# [Requirement]
Can you pull out each line in the rows below that contains the string "house", treating uppercase and lowercase as different?

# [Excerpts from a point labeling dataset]
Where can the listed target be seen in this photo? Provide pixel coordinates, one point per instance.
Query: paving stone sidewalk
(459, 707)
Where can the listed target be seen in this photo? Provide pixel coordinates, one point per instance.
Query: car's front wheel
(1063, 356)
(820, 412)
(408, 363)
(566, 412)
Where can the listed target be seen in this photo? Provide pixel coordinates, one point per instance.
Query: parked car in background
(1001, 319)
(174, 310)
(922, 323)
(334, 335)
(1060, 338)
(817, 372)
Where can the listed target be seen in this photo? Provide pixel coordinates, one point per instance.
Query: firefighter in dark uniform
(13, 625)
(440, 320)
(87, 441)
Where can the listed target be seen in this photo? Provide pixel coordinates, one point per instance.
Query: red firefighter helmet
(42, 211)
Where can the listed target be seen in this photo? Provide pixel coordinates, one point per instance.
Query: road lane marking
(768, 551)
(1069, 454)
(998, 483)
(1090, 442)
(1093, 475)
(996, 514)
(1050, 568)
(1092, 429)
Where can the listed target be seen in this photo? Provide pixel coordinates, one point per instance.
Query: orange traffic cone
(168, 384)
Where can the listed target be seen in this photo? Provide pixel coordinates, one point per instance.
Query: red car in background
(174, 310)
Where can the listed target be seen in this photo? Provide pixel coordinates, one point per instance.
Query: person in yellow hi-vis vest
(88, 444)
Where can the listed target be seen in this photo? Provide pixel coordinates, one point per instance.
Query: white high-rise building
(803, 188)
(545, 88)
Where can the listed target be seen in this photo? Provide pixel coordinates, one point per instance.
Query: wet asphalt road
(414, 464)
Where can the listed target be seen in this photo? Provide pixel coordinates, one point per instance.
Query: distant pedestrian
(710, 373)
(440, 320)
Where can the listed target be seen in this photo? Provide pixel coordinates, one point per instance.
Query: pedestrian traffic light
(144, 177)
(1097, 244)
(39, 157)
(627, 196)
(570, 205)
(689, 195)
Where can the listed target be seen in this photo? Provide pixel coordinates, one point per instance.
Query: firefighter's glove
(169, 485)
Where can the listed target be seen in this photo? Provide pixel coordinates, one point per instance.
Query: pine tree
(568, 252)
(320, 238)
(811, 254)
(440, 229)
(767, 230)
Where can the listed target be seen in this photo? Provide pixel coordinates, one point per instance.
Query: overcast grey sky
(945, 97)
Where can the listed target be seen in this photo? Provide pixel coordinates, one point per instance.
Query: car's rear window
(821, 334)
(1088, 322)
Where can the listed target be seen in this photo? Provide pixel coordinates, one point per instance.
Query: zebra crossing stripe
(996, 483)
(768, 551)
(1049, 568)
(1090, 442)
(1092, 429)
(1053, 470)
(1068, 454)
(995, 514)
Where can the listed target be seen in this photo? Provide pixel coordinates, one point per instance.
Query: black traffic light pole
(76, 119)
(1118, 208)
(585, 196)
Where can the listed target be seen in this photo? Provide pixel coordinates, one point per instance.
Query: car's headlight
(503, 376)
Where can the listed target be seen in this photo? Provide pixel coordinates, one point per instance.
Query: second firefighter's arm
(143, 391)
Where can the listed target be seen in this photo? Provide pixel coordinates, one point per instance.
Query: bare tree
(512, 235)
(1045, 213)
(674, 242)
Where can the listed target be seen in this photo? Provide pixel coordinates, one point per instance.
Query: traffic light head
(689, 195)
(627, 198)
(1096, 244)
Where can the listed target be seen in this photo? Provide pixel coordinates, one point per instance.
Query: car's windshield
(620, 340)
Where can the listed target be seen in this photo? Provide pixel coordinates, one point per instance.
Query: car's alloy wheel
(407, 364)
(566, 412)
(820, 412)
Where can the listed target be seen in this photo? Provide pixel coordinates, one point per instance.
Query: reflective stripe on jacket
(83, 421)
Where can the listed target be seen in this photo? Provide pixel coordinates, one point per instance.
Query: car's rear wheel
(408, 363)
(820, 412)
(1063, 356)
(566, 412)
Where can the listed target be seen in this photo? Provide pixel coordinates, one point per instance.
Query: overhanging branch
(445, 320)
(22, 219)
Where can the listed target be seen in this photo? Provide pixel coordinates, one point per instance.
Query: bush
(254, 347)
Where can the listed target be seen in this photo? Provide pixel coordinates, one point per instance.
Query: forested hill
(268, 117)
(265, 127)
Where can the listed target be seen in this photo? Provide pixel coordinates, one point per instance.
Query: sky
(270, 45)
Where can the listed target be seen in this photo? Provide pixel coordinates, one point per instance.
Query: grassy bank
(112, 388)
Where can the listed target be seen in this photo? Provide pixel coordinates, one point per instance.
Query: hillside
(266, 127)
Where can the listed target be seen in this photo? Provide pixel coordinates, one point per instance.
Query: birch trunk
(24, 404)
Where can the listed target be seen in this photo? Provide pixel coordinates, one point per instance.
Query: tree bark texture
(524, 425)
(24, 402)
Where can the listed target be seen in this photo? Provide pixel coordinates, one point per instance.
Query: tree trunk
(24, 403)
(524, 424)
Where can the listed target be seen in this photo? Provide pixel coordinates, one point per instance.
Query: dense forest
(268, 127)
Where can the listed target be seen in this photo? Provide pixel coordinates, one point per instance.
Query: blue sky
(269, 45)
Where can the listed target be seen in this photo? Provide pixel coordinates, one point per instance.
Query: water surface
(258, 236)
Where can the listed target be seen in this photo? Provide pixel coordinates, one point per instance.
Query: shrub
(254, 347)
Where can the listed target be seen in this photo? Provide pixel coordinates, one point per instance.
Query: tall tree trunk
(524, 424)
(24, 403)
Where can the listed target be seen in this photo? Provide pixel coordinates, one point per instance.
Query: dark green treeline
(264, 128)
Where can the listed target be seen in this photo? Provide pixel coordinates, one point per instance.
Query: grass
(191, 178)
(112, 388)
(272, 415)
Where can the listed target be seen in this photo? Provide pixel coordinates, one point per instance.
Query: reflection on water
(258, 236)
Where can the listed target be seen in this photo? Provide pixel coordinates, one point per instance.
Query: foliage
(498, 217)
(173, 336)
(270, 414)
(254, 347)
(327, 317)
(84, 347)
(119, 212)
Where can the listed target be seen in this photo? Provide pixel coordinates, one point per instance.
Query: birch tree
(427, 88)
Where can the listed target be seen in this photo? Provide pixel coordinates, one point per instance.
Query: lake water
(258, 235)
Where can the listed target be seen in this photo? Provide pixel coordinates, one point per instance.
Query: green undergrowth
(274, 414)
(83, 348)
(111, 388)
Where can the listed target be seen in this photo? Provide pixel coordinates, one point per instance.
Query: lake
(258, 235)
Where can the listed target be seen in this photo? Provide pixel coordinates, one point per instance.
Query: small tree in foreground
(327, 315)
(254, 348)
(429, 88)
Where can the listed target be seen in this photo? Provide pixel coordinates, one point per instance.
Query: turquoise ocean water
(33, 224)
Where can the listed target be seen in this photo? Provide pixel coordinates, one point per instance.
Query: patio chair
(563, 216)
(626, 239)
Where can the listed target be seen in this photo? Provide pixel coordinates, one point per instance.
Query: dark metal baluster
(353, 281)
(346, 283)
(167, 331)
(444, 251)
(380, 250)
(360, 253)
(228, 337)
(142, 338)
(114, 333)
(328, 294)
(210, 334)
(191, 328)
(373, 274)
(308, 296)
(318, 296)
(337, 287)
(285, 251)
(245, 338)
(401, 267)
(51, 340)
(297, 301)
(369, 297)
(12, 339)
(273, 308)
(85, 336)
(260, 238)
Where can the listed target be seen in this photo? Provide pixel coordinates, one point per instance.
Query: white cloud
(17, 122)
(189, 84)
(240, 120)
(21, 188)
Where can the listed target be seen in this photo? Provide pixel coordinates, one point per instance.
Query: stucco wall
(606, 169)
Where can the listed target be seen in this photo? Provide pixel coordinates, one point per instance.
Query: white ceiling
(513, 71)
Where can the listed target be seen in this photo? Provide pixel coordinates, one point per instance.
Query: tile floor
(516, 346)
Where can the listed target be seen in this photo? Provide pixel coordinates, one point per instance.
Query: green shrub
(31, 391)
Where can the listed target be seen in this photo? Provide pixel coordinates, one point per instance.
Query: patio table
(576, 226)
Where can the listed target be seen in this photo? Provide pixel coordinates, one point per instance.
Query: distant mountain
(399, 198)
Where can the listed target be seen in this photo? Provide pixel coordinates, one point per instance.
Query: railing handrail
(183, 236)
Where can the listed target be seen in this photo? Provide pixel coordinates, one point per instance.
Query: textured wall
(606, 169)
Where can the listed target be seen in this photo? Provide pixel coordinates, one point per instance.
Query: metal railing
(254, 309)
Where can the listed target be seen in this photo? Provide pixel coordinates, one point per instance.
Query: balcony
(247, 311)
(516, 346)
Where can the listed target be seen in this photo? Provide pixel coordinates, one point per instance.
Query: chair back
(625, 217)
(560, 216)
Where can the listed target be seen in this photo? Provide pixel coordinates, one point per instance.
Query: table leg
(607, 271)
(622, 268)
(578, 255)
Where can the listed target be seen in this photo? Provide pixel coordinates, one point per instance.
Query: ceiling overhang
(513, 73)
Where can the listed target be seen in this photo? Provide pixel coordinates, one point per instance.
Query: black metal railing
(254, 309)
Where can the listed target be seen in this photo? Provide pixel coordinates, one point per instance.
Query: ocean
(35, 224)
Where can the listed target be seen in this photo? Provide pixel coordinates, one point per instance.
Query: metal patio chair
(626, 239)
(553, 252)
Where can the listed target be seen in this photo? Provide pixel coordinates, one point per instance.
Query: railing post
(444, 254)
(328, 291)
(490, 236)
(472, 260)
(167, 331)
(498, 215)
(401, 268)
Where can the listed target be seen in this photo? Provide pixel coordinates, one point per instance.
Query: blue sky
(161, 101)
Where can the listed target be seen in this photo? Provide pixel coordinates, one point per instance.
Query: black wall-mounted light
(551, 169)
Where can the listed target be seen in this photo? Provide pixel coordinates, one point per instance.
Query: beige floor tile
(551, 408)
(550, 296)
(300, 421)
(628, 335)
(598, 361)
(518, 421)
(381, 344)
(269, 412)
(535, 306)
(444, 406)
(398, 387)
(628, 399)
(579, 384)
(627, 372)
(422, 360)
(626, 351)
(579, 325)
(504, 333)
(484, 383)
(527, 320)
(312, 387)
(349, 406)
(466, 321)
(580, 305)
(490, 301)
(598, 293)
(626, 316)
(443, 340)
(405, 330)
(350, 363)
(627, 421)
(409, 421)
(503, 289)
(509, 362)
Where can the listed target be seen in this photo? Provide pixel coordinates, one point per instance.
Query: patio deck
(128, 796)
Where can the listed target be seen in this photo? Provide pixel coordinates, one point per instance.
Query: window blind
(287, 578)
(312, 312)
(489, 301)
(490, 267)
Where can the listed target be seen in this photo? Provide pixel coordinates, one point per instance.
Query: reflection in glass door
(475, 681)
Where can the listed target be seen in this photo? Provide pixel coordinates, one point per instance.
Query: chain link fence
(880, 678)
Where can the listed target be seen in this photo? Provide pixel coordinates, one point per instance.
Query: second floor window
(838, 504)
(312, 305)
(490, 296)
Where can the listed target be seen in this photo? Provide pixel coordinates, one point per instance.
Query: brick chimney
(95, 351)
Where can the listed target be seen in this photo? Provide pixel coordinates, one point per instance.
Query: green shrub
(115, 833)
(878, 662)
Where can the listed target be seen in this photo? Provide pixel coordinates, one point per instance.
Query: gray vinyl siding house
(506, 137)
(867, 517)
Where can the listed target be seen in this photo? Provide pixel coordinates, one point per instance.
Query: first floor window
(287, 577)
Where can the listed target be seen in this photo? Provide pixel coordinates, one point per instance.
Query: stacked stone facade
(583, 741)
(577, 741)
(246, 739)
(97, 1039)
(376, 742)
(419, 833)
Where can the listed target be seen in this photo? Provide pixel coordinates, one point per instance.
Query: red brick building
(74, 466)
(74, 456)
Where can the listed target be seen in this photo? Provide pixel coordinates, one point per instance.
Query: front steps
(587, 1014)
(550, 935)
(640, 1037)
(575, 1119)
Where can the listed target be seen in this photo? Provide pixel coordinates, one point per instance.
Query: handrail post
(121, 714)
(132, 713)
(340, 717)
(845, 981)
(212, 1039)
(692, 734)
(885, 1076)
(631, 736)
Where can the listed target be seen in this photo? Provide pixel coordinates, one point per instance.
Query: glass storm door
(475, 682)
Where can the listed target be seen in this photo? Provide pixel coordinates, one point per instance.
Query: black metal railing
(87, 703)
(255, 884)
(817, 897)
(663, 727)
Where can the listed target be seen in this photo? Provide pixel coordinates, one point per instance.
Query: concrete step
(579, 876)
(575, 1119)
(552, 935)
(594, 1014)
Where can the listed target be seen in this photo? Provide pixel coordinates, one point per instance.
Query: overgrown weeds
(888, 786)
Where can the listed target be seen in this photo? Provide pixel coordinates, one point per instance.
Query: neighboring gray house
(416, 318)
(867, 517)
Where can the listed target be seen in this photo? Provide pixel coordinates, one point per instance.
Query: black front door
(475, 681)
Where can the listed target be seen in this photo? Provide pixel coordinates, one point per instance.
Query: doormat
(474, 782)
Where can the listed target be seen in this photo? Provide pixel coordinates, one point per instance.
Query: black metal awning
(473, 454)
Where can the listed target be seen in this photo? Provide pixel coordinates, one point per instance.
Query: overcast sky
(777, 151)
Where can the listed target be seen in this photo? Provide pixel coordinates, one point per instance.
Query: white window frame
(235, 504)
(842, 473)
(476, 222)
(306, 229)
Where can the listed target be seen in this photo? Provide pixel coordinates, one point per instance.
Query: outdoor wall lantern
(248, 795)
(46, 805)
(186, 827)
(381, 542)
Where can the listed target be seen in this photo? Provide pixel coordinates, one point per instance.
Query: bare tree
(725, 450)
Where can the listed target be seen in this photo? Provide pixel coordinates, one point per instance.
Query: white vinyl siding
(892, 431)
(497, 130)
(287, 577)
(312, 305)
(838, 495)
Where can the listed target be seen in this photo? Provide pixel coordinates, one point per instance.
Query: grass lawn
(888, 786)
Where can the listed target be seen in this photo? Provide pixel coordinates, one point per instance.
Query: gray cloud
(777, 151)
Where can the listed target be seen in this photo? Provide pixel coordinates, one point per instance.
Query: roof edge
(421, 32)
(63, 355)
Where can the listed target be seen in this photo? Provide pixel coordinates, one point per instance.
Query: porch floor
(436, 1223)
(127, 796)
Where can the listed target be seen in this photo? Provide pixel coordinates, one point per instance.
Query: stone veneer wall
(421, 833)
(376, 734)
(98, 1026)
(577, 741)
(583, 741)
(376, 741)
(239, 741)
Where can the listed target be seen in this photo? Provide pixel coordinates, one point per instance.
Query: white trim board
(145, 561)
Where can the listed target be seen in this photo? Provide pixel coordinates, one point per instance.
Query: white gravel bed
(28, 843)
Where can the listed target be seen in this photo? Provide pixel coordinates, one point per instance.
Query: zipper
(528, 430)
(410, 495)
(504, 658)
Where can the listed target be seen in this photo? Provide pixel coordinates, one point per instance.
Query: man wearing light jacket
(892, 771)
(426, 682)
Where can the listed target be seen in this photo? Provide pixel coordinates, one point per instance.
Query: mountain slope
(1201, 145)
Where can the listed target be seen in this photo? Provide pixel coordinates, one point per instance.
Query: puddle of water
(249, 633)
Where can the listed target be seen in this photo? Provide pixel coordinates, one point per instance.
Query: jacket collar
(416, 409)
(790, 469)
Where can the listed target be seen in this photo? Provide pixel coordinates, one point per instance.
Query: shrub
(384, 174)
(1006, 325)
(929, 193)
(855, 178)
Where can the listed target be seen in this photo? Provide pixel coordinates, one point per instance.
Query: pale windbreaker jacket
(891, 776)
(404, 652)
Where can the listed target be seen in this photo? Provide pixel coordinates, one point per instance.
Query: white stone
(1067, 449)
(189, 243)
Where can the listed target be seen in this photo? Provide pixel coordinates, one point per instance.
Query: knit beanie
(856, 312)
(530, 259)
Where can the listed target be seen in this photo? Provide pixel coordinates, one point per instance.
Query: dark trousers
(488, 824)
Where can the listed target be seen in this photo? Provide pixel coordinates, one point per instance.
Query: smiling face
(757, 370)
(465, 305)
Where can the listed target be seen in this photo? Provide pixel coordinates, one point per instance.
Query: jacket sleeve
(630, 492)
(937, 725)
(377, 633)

# [Completed task]
Query: gray vinyl siding house
Query: neighboring gray house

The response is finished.